▸ Problems and tasks:
1. According to the article on the musical Metro Street, where and when did Matthew Lee Robinson conceive its title song?
2. Continue the article on the musical Metro Street from where it stops.

▸ Document segment:
++++++

- Music: Matthew Lee Robinson
- Lyrics: Matthew Lee Robinson
- Book: Matthew Lee Robinson
- Productions: 2009 Adelaide 2009 Daegu
- Awards: 2004 Pratt Prize for Musical Theatre

= Metro Street =

Metro Street is an original Australian musical with book, music and lyrics by Matthew Lee Robinson. It was awarded the Pratt Prize for Music Theatre in 2004, and went through many workshops and readings, including at the Adelaide Cabaret Festival in 2006, before its world premiere season with the State Theatre Company of South Australia in April 2009.

==Development==
Robinson conceived the title song to Metro Street while catching a tram in Melbourne in 2002. In 2004 Robinson wrote a first draft script for submission to the New York Musical Theatre Festival, and fleshed out this draft to enter for the Pratt Prize. The first two workshops for the piece occurred in August 2004. This first draft which won he Pratt Prize had a mother, her son, his girlfriend, a country girl and a street-side busker; the busker was cut in draft two, and replaced with the grandma character.

In 2005 Metro Street received its Pratt Prize workshop and showcase production at Chapel Off Chapel in Melbourne, with a cast of Carrie Barr, Lucy Durack, Verity Hunt-Ballard, Benjamin Lewis and Sally-Anne Upton, directed by Tom Healey and music directed by Michael Tyack.

++++++

▸ Input data:
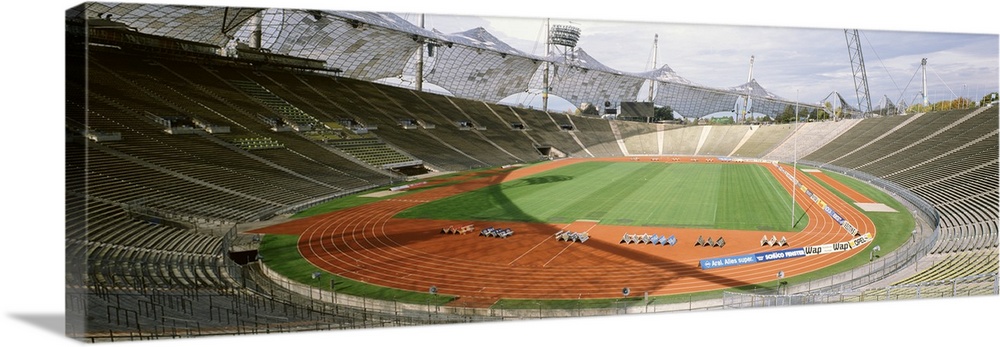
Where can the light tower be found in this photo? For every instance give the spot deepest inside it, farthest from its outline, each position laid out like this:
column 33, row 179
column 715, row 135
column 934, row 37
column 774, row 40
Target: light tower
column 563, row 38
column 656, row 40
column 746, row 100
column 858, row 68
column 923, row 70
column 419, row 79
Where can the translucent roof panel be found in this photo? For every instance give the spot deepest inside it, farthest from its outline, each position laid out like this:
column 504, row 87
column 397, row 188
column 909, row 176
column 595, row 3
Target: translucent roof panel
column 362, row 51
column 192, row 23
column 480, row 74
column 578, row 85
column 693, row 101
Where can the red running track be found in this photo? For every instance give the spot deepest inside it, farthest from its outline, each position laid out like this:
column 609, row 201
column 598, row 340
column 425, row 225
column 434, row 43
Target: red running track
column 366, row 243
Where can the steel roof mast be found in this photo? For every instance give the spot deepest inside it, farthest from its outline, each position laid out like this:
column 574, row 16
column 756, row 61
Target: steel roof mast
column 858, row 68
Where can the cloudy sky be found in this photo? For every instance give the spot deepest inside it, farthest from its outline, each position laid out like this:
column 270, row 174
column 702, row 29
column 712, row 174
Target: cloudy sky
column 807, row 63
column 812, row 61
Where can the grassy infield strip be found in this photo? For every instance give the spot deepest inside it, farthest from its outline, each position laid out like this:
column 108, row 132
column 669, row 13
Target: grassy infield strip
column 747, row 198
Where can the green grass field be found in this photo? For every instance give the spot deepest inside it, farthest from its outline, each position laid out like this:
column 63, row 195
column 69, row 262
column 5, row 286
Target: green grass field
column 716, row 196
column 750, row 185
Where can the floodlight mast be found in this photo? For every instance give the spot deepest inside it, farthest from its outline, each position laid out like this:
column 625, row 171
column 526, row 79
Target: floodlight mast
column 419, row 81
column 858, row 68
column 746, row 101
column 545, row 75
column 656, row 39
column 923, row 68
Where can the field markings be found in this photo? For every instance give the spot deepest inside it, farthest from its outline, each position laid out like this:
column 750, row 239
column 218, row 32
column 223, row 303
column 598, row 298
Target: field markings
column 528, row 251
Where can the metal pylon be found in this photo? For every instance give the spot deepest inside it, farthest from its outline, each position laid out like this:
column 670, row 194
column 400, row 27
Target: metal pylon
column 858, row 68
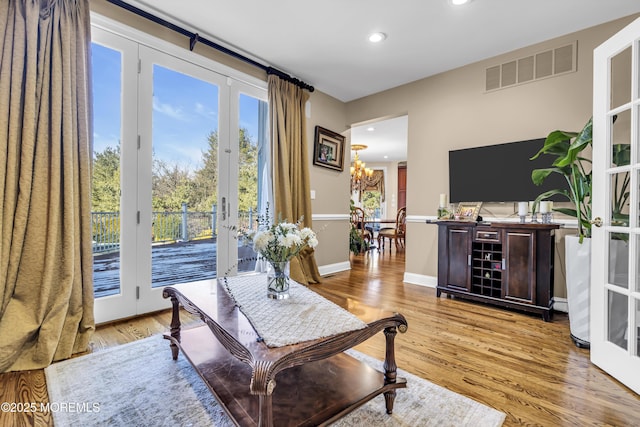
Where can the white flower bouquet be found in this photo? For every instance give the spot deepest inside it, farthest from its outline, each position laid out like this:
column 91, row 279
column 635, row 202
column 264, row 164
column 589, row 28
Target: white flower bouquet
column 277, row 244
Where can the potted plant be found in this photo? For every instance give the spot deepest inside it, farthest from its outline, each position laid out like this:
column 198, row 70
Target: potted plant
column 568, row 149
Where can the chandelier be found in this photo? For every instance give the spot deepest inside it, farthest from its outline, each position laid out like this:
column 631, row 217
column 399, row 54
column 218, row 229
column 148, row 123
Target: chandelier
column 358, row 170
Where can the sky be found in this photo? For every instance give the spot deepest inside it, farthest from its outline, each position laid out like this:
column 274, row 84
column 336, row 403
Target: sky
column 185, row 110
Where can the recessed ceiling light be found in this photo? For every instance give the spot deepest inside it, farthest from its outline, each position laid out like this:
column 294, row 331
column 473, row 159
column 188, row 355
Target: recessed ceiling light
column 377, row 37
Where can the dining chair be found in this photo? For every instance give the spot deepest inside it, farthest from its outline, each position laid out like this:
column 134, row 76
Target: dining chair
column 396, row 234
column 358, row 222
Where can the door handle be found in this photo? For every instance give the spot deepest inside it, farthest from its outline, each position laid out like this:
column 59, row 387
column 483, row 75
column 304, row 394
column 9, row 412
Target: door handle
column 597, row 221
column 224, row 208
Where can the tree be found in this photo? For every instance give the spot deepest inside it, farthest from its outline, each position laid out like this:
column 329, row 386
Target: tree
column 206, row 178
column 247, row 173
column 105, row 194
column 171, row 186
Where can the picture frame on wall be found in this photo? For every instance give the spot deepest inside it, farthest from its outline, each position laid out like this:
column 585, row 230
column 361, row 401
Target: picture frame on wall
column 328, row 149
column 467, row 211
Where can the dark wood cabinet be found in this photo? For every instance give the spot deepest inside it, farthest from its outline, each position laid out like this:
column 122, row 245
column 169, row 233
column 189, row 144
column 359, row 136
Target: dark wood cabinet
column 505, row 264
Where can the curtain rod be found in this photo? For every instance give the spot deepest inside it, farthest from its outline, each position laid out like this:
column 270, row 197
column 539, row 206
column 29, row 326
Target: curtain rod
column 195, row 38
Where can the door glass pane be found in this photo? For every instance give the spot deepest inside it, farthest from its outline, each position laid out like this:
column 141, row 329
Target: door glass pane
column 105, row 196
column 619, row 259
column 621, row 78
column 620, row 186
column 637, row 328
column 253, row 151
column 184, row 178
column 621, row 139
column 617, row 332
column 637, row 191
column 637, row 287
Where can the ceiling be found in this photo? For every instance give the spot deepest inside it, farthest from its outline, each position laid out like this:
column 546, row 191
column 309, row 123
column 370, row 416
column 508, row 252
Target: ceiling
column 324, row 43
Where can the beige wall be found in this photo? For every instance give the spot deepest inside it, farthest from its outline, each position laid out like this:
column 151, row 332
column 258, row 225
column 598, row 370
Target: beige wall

++++++

▸ Responses in order:
1. While catching a tram in Melbourne in 2002.

2.
A concert version of Metro Street was presented for one performance at the 2006 Adelaide Cabaret Festival with an Adelaide-based cast of Nicholas Cannon, Melissa McCaig, Jacqy Phillips, Sky Ingram and Libby O'Donovan, directed by Terence O'Connell, with Matthew Lee Robinson as the music director.

Metro Street was also presented as part of the Magnormos OzMade Musicals in 2004 and 2005, and many readings and workshops through 2007 and 2008 in Melbourne, Sydney and Perth.

==Productions==
The world premiere season of Metro Street was presented by the State Theatre Company of South Australia (STCSA) with Arts Asia Pacific and Power Arts in April 2009. Previews began 3 April, opening night was 7 April, and it ran to 25 April. The cast was Debra Byrne, Cameron Goodall, Nancye Hayes, Jude Henshall and Verity Hunt-Ballard. Sets by Victoria Lamb, lighting by Geoff Cobham, directed by Geordie Brookman, with Matthew Carey as the musical director.

In June 2009, the STCSA production of Metro Street was the opening show at the Daegu International Musical Festival in South Korea, where it was named in the top 10 musicals playing in the country.

At the 2009 Helpmann Awards on 5 August, for which the STCSA production was nominated for five awards, Nancye Hayes, Debra Byrne, Cameron Goodall, Jude Henshall and Verity Hunt-Ballard performed the closing song, "My Hands" (referred to as "Invitation" in STCSA material).

==Synopsis==
Sue is dealing with a marriage that has broken down and a recent diagnosis of breast cancer that she doesn't know how to communicate to her son, Chris. Chris and his girlfriend Amy are having troubles of their own nearing the end of their University courses and unsure where life is leading. Chris and Amy's neighbour, Kerry, has come to the city to escape her small country town, meanwhile Jo, Sue's Mum, is trying to hold things together for her daughter and grandson.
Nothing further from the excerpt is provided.